━━━━━ DATA FOR THIS TASK

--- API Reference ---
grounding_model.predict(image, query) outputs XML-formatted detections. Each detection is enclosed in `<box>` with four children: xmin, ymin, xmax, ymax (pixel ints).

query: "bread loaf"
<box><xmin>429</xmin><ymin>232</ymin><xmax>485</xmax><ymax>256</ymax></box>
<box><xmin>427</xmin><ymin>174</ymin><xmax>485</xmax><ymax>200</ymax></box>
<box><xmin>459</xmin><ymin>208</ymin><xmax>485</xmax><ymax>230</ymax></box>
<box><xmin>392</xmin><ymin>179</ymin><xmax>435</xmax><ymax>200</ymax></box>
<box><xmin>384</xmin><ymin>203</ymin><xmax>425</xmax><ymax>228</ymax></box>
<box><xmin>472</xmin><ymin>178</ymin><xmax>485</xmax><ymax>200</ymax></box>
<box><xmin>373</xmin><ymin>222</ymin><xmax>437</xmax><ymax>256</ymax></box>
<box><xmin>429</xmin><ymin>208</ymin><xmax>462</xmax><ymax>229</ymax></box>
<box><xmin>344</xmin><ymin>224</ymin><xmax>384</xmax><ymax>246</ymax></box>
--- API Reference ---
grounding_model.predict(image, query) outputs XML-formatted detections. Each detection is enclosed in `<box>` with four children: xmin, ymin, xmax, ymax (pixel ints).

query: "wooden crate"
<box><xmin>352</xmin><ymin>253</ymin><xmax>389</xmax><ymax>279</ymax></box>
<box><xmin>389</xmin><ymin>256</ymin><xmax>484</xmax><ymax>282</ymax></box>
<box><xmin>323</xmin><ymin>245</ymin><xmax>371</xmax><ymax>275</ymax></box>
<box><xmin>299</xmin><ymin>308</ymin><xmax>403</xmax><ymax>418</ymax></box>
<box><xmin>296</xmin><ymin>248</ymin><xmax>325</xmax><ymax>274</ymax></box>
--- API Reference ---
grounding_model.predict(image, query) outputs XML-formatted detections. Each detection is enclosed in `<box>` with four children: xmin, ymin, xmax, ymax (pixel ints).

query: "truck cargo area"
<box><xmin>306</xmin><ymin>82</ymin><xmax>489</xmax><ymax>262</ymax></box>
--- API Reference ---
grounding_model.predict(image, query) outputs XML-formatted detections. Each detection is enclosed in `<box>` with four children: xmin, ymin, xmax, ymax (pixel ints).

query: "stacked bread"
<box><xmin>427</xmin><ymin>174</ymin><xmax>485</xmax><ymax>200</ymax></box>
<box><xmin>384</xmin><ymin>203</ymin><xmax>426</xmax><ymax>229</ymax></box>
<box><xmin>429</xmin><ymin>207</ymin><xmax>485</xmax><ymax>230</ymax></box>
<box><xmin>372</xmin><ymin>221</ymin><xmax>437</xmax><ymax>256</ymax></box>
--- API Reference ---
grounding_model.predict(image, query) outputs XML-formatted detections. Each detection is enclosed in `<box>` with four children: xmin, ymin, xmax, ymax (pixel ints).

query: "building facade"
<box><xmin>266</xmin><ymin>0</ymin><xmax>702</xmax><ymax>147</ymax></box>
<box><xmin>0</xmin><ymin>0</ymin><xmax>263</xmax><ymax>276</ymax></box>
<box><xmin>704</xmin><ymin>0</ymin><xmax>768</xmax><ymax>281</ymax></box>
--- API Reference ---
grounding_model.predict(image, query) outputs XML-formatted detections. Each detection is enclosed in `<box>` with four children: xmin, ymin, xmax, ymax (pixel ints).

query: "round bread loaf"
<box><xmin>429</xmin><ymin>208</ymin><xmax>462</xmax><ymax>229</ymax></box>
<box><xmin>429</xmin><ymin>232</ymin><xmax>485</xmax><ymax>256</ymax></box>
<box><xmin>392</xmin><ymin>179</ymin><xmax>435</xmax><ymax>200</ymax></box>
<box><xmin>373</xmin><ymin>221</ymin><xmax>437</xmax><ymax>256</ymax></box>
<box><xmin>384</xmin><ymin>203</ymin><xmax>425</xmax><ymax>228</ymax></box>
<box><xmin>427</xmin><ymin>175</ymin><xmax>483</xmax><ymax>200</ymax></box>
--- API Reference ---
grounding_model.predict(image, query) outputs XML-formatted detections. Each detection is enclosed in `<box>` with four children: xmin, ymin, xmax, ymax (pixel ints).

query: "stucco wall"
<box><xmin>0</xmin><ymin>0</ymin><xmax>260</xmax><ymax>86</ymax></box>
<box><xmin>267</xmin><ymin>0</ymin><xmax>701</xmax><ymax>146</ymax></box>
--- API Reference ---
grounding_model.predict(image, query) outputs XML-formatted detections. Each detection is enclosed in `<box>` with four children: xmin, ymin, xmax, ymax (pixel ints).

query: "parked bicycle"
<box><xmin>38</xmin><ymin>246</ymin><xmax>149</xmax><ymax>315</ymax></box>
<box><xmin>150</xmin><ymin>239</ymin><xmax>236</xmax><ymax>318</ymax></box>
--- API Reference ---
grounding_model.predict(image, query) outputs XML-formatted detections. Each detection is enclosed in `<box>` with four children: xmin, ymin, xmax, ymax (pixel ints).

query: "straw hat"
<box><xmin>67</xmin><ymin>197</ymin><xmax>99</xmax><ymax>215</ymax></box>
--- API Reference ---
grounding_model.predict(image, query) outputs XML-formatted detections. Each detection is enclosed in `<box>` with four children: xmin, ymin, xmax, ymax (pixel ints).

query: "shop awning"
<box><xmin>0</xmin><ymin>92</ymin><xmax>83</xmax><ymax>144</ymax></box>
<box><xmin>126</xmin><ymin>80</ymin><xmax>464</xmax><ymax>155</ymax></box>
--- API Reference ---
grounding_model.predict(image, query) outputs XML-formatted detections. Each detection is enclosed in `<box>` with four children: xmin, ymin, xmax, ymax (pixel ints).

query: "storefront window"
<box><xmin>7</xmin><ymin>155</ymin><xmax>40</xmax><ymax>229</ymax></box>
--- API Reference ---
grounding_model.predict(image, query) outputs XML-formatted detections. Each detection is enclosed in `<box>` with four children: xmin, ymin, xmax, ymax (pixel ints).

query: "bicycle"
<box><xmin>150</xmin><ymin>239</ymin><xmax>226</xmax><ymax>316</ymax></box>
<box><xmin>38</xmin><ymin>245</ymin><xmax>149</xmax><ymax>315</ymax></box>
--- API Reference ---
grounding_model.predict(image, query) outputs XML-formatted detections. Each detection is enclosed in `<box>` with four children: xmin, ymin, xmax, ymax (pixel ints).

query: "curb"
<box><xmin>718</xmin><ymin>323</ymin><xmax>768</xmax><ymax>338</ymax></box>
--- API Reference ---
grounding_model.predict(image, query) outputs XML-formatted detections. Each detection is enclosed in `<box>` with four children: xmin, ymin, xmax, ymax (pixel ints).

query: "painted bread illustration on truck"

━━━━━━━━━━

GIVEN EXERCISE
Write out the full listing exactly as given.

ANSWER BELOW
--- API Reference ---
grounding_model.predict(image, query) outputs XML-formatted detections. Each detection is enclosed in `<box>` with four children: xmin, ymin, xmax, ymax (pixel ints).

query: "bread loaf"
<box><xmin>429</xmin><ymin>232</ymin><xmax>485</xmax><ymax>256</ymax></box>
<box><xmin>427</xmin><ymin>174</ymin><xmax>485</xmax><ymax>200</ymax></box>
<box><xmin>459</xmin><ymin>208</ymin><xmax>485</xmax><ymax>230</ymax></box>
<box><xmin>392</xmin><ymin>179</ymin><xmax>435</xmax><ymax>200</ymax></box>
<box><xmin>384</xmin><ymin>203</ymin><xmax>425</xmax><ymax>228</ymax></box>
<box><xmin>472</xmin><ymin>178</ymin><xmax>485</xmax><ymax>200</ymax></box>
<box><xmin>373</xmin><ymin>222</ymin><xmax>437</xmax><ymax>256</ymax></box>
<box><xmin>429</xmin><ymin>208</ymin><xmax>462</xmax><ymax>229</ymax></box>
<box><xmin>344</xmin><ymin>224</ymin><xmax>384</xmax><ymax>246</ymax></box>
--- API Reference ---
grounding_model.predict(image, query) outputs XML-formatted detections. Each detection is enclosed in `<box>` with four children: xmin, ymin, xmax, ymax (pixel ints).

query: "wooden crate"
<box><xmin>352</xmin><ymin>253</ymin><xmax>389</xmax><ymax>279</ymax></box>
<box><xmin>389</xmin><ymin>256</ymin><xmax>484</xmax><ymax>282</ymax></box>
<box><xmin>323</xmin><ymin>245</ymin><xmax>371</xmax><ymax>275</ymax></box>
<box><xmin>299</xmin><ymin>308</ymin><xmax>403</xmax><ymax>418</ymax></box>
<box><xmin>296</xmin><ymin>248</ymin><xmax>325</xmax><ymax>274</ymax></box>
--- API Reference ---
grounding_model.predict(image, query) outputs XML-formatted detections. Each detection is enclosed in `<box>` with four children: xmin, ymin, xmax, ymax (pixel ints).

query: "truck cargo area"
<box><xmin>306</xmin><ymin>82</ymin><xmax>489</xmax><ymax>262</ymax></box>
--- API Reference ---
grounding_model.predict(image, query) outputs XML-formatted detections. Each detection is enclosed in `<box>` with four children: xmin, ymin, xmax, ymax (pixel ints).

query: "stacked bread"
<box><xmin>427</xmin><ymin>174</ymin><xmax>485</xmax><ymax>200</ymax></box>
<box><xmin>384</xmin><ymin>203</ymin><xmax>426</xmax><ymax>229</ymax></box>
<box><xmin>429</xmin><ymin>207</ymin><xmax>485</xmax><ymax>230</ymax></box>
<box><xmin>372</xmin><ymin>221</ymin><xmax>437</xmax><ymax>256</ymax></box>
--- API Reference ---
grounding_model.predict(image, query) outputs XML-formatted detections. Each detection is enclosed in `<box>` with four children: xmin, ymin, xmax, ymax (pixel ints).

query: "building facade"
<box><xmin>266</xmin><ymin>0</ymin><xmax>702</xmax><ymax>147</ymax></box>
<box><xmin>0</xmin><ymin>0</ymin><xmax>263</xmax><ymax>276</ymax></box>
<box><xmin>704</xmin><ymin>0</ymin><xmax>768</xmax><ymax>281</ymax></box>
--- API Reference ---
grounding_model.predict(image, query) outputs XML-formatted detections. Each detection is enclosed in `<box>` with four children: xmin, ymin, xmax, ymax (pixel ints).

query: "round bread loaf"
<box><xmin>429</xmin><ymin>208</ymin><xmax>462</xmax><ymax>229</ymax></box>
<box><xmin>429</xmin><ymin>232</ymin><xmax>485</xmax><ymax>256</ymax></box>
<box><xmin>392</xmin><ymin>179</ymin><xmax>435</xmax><ymax>200</ymax></box>
<box><xmin>373</xmin><ymin>221</ymin><xmax>437</xmax><ymax>256</ymax></box>
<box><xmin>384</xmin><ymin>203</ymin><xmax>425</xmax><ymax>228</ymax></box>
<box><xmin>427</xmin><ymin>175</ymin><xmax>483</xmax><ymax>200</ymax></box>
--- API Reference ---
grounding_model.predict(image, query) outputs XML-formatted detections. Each detection is enclosed in `<box>` with four children: xmin, ymin, xmax, ymax (pixel ints).

query: "stucco wall"
<box><xmin>0</xmin><ymin>0</ymin><xmax>260</xmax><ymax>86</ymax></box>
<box><xmin>267</xmin><ymin>0</ymin><xmax>701</xmax><ymax>146</ymax></box>
--- API Reference ---
grounding_model.predict(image, query) outputs XML-formatted detections. Each detection is enclosed in `<box>` with four children: xmin, ymin, xmax, ymax (pixel ints).

query: "parked bicycle"
<box><xmin>38</xmin><ymin>246</ymin><xmax>149</xmax><ymax>315</ymax></box>
<box><xmin>150</xmin><ymin>239</ymin><xmax>236</xmax><ymax>318</ymax></box>
--- API Reference ---
grounding_model.predict(image, query) outputs XML-formatted detections. Each detection is enclosed in `<box>` with four children: xmin, ymin, xmax, ymax (pixel ints).

query: "straw hat"
<box><xmin>67</xmin><ymin>197</ymin><xmax>99</xmax><ymax>215</ymax></box>
--- API Reference ---
grounding_model.predict(image, query) outputs XML-formatted detections. Each detection is enclosed in `<box>` with four children: xmin, ymin, xmax, ymax (pixel ints).

query: "shop awning"
<box><xmin>0</xmin><ymin>92</ymin><xmax>83</xmax><ymax>144</ymax></box>
<box><xmin>126</xmin><ymin>80</ymin><xmax>464</xmax><ymax>155</ymax></box>
--- API Reference ---
grounding_model.predict(image, query) outputs XML-formatted detections. Each detection is enclosed in `<box>` with four children: xmin, ymin, xmax, ymax (pixel ints).

query: "storefront window"
<box><xmin>7</xmin><ymin>155</ymin><xmax>40</xmax><ymax>229</ymax></box>
--- API Reference ---
grounding_model.predict(image, query) outputs XML-formatted detections. Each detection is enclosed in `<box>` with four children: xmin, ymin, xmax, ymax (pixel ints).

query: "bicycle"
<box><xmin>150</xmin><ymin>239</ymin><xmax>226</xmax><ymax>316</ymax></box>
<box><xmin>38</xmin><ymin>245</ymin><xmax>149</xmax><ymax>315</ymax></box>
--- API Reference ---
grounding_model.predict(image, query) outputs XML-formatted detections. Each detection is enclosed in `<box>` with four children: xmin, ymin, xmax, ymax (pixel ints).

query: "curb"
<box><xmin>718</xmin><ymin>323</ymin><xmax>768</xmax><ymax>338</ymax></box>
--- API Reference ---
grounding_model.predict(image, query) outputs XML-formatted detections. Each detection is enclosed in `<box>` with four children: xmin, ymin, xmax, ymax (pixel ints).

query: "painted bread illustration on truck"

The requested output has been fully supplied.